## Extract provided
* start *

# FS: A64 3200+, 1GB RAM, 300GB Hard Drive, and more!



## Geoff (Mar 1, 2006)

Hey everyone, since i havent been playing a whole lot of games, im thinking of selling the computer in my sig and going back to my Sempron 2800+. This is what im selling, if you want pics or more info, feel free to post here or PM me.


*CHAINTECH nForce4 Ultra / Socket 939 / 4x DDR400 / SATAII / PCI-E / ATX - Comes with Motherboard, Installation CD's, and Manual - $50*

***BRAND NEW** Maxtor DiamondMax 10 6L300S0 / 300GB / 16MB Cache / 7200 RPM / Serial ATA150 Hard Drive - Comes with hard drive only - $100* (if you need cables, i will include them)

*Diamond ATI x800GTO / 256MB GDDR3 / 400Mhz/980Mhz / 12 Pipelines / PCI-E / 256Bit - Comes with video card, and installation CD - $145*

G.SKILL Value / 1GB / 184-Pin / DDR 400 (PC3200) - Comes with memory only - *SOLD*

AMD Athlon 64 3200+ / Socket 939 / 512KB L2 / 90nm / Venice - Comes with CPU, heatsink/fan, and manual -*SOLD*

Aspire 520 Watt Power Supply / 20+/-4 Pin / +12V Rails @ 35A / Cool UV reactive meshing - Comes with power supply only - _*SOLD*_




Please give me your zip code if you want to find out the shipping charge. (I will combine shipping if you buy more than one thing)


----------



## fade2green514 (Mar 1, 2006)

you're overcharging for something used *and* o/ced.
mostly people get about 60%-70%(tops) for old equipment


----------



## Geoff (Mar 1, 2006)

No im not, this is what im selling it at and what it retails for now:

Motherboard: $55/$70
Memory: $60/$65 
CPU: $155/$166
Hard Drive: $100/$120
Video card: $150/$175
PSU: $45/$60

Given its not 60%, these parts arent that old and there in excellent shape.  And im not saying that i'll sell only at that price, it's at that price O.B.O.  

And by the way, if you look on amazon the cpu retails for $180, hard drive for $200, and video card for $180.  So if your not interested here, i'll just sell the stuff at amazon and make alot more money.  I just wanted to offer it to you guys first.


----------



## PRIVATEpastry (Mar 2, 2006)

Yhpm


----------



## Geoff (Mar 2, 2006)

Here is an updated list on what im selling:


*CHAINTECH nForce4 Ultra / Socket 939 / 4x DDR400 / SATAII / PCI-E / ATX - Comes with Motherboard, Installation CD's, and Manual - $50

G.SKILL Value / 1GB / 184-Pin / DDR 400 (PC3200) - Comes with memory only - $55

Maxtor DiamondMax 10 6L300S0 / 300GB / 16MB Cache / 7200 RPM / Serial ATA150 Hard Drive - Comes with hard drive, and cables - $100

Aspire 520 Watt Power Supply / 20+/-4 Pin / +12V Rails @ 35A / Cool UV reactive meshing - Comes with power supply only - $45
*
The memory and hard drive are very new, i havent even had them for a month.

* end *

## Provided material

* start *

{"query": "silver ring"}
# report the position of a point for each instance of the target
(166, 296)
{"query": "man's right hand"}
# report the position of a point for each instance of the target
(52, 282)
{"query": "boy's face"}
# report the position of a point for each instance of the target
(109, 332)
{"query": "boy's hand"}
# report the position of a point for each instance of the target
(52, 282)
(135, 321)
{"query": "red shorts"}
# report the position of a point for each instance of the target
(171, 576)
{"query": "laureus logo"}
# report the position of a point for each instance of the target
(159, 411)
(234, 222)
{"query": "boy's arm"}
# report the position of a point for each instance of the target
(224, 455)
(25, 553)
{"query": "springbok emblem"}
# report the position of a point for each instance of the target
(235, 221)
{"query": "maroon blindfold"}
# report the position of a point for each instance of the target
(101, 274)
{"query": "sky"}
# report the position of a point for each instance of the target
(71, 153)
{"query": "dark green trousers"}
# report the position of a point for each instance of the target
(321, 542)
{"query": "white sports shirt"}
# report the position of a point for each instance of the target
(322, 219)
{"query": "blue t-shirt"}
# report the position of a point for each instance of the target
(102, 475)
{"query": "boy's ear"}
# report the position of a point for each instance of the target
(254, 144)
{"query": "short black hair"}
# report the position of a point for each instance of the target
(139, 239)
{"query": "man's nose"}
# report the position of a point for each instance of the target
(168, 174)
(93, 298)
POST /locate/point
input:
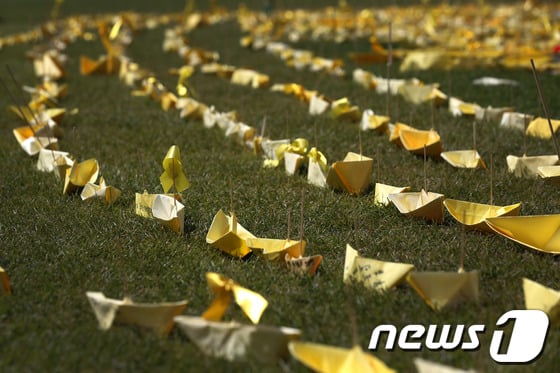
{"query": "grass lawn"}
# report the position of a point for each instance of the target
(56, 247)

* end *
* start *

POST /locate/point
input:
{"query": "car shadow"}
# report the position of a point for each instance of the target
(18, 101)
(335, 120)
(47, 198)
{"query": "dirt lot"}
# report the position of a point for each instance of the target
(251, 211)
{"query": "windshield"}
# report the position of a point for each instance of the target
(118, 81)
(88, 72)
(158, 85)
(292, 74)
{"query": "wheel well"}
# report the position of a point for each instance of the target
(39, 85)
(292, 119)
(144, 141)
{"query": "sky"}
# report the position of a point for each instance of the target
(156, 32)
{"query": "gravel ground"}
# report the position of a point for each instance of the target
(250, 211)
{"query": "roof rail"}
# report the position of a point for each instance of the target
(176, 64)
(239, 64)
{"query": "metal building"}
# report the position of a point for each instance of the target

* end *
* start *

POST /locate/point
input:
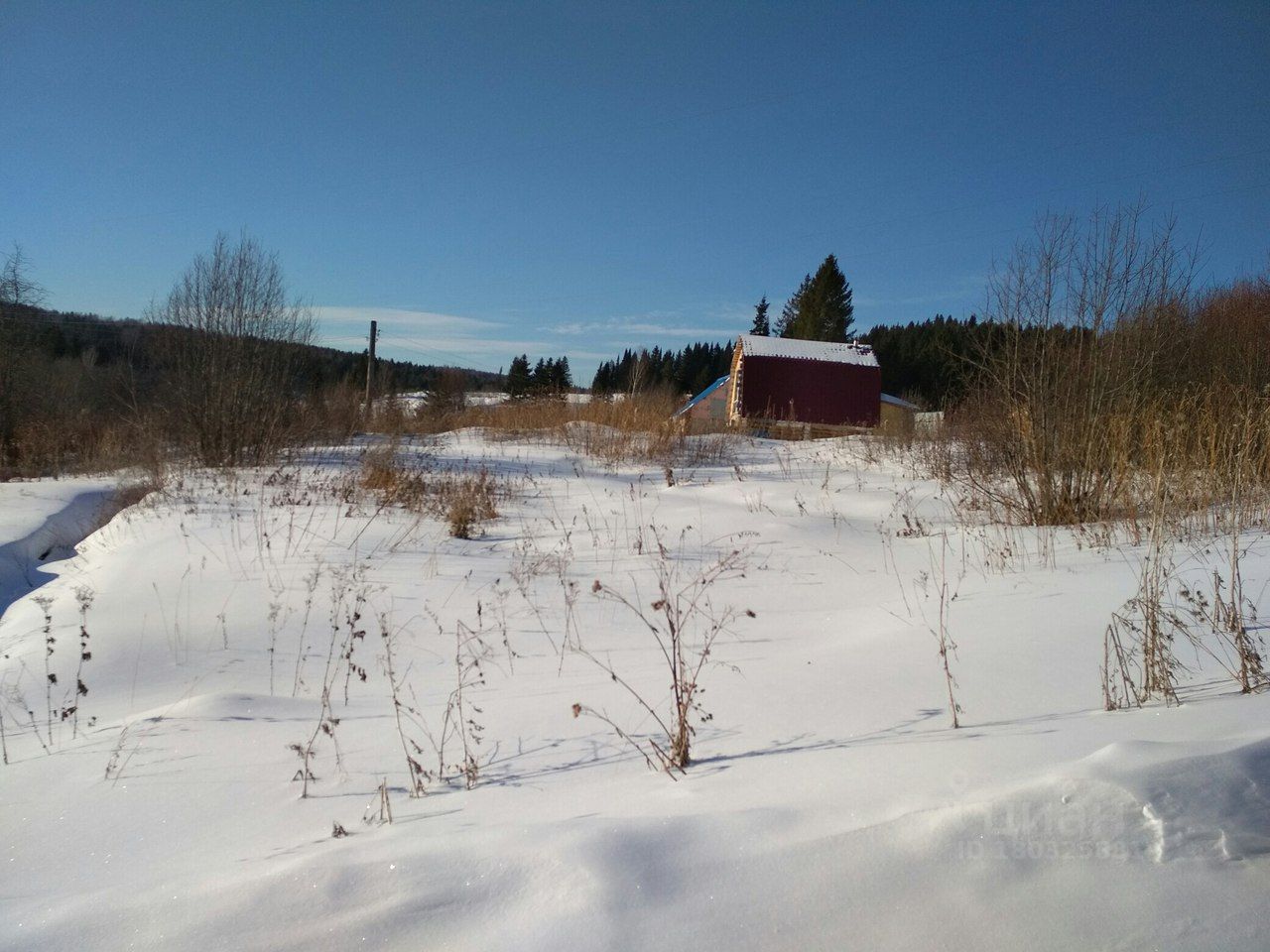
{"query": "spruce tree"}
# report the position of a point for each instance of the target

* end *

## Tasks to perform
• 1. According to the forum thread, which processor does the seller plan to go back to after selling the computer?
• 2. Retype the stretch of the forum thread from "Hey everyone, since" through "here or PM me.".

## Worked answers
• 1. A Sempron 2800+.

• 2.
Hey everyone, since i havent been playing a whole lot of games, im thinking of selling the computer in my sig and going back to my Sempron 2800+. This is what im selling, if you want pics or more info, feel free to post here or PM me.